- WRITTEN REQUEST -
Copy the data below line for line, changing nothing.

--- ROWS ---

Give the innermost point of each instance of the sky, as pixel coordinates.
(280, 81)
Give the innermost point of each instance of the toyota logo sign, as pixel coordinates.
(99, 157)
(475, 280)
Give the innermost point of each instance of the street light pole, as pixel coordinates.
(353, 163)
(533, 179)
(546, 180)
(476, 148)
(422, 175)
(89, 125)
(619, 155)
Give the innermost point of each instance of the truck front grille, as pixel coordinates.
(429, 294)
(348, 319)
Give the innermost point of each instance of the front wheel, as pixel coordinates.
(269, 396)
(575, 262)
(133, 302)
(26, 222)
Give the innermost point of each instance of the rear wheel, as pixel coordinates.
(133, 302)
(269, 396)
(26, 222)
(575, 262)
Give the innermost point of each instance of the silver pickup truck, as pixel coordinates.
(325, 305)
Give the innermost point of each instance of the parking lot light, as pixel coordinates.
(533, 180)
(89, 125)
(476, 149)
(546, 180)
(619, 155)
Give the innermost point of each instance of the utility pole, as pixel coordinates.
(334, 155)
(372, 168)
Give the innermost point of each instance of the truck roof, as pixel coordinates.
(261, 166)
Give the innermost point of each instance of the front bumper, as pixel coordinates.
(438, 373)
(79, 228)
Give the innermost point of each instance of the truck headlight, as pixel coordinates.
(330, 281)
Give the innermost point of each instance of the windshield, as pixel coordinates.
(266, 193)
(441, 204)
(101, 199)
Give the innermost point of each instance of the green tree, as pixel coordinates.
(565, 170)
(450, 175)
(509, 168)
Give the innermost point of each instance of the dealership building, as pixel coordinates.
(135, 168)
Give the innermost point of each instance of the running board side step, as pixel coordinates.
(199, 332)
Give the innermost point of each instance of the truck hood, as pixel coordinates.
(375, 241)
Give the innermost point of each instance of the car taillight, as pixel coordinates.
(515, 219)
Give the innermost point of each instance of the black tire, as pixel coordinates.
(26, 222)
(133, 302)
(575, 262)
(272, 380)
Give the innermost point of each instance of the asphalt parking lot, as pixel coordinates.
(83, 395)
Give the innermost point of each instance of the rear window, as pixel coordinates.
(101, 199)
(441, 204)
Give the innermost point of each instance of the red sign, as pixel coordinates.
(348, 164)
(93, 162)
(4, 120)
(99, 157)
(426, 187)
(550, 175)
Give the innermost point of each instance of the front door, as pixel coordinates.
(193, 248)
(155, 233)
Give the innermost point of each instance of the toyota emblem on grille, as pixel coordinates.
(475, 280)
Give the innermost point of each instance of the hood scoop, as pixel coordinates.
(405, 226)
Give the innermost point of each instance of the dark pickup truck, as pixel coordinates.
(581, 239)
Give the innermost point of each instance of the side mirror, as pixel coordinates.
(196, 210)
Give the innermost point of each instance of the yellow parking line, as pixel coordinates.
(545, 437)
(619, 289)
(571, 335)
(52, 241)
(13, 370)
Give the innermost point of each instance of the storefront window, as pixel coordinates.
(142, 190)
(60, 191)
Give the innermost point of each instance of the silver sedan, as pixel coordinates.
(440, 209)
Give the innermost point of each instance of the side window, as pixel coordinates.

---

- THE OUTPUT -
Give the innermost point of each instance of the sky, as pixel coordinates.
(280, 81)
Give the innermost point of each instance of the toyota logo sign, as pixel coordinates.
(99, 157)
(475, 280)
Give the innermost point of each instance of the street light pole, as pixel coordinates.
(353, 163)
(533, 179)
(546, 180)
(476, 148)
(422, 175)
(89, 125)
(619, 155)
Give the innermost point of each instance of the truck front grille, as pixel coordinates.
(429, 294)
(348, 319)
Give the innermost point of each instance of the front wheel, as pixel coordinates.
(269, 396)
(575, 262)
(133, 302)
(26, 222)
Give the innermost point of each instance of the rear wheel, as pixel coordinates.
(133, 302)
(269, 396)
(26, 222)
(575, 262)
Give the innermost point of each instance of the silver pickup truck, as pixel coordinates.
(325, 305)
Give the innermost point of each instance of the parking lot light, as pixel coordinates.
(533, 180)
(89, 125)
(476, 149)
(546, 180)
(619, 155)
Give the innermost point of each instance of the utility pole, as pixel coordinates.
(334, 155)
(372, 168)
Give the innermost point of each instance of the truck roof, as pixel coordinates.
(261, 166)
Give the innermost point of each instance of the front bumper, as pixel coordinates.
(438, 373)
(79, 228)
Give the innermost point of each instance of the truck headlight, as pixel coordinates.
(330, 281)
Give the innermost point of each instance of the windshield, as pixel coordinates.
(266, 193)
(441, 204)
(101, 199)
Give the innermost point of each instance of the green tree, as pixel coordinates.
(565, 170)
(450, 175)
(509, 168)
Give the innermost point of each instance of the dealership building, as pixel coordinates.
(135, 168)
Give the innermost point of each instance of the running board side step, as pixel coordinates.
(199, 332)
Give the innermost point of each instance of the truck hood, as pixel coordinates.
(375, 241)
Give the innermost point of each instance of the car taillight, as pixel coordinates.
(515, 219)
Give the innermost point of each instance of the black tire, as pixel coordinates.
(26, 222)
(133, 302)
(575, 262)
(272, 380)
Give the innermost point of each instance of the asphalt parking lot, as pixel coordinates.
(83, 395)
Give the innermost point of each instance of the rear window, as pixel coordinates.
(101, 199)
(441, 204)
Give the innermost point of each instance of the red sign, as pixel coordinates.
(348, 164)
(93, 162)
(4, 120)
(99, 157)
(426, 187)
(550, 175)
Give the innermost point of each instance of the front door, as pixel coordinates.
(193, 248)
(155, 233)
Give the innermost point of each instance of the toyota emblem on grille, as pixel coordinates.
(475, 280)
Give the innermost point of each instance of the hood scoop, as pixel coordinates.
(405, 226)
Give the innermost point of each instance of the dark pickup truck, as pixel coordinates.
(581, 239)
Give the innermost point of each instance of the side mirror, as pixel coordinates.
(196, 210)
Give the innermost point of each instance of the yellow parking line, as pixel coordinates.
(545, 437)
(619, 289)
(571, 335)
(52, 241)
(13, 370)
Give the innermost point of each instance of the storefront window, as pixel coordinates.
(142, 190)
(60, 191)
Give the innermost point of each instance of the silver sedan, as pixel coordinates.
(440, 209)
Give the innermost point of each instance of the side window, as pixel coordinates.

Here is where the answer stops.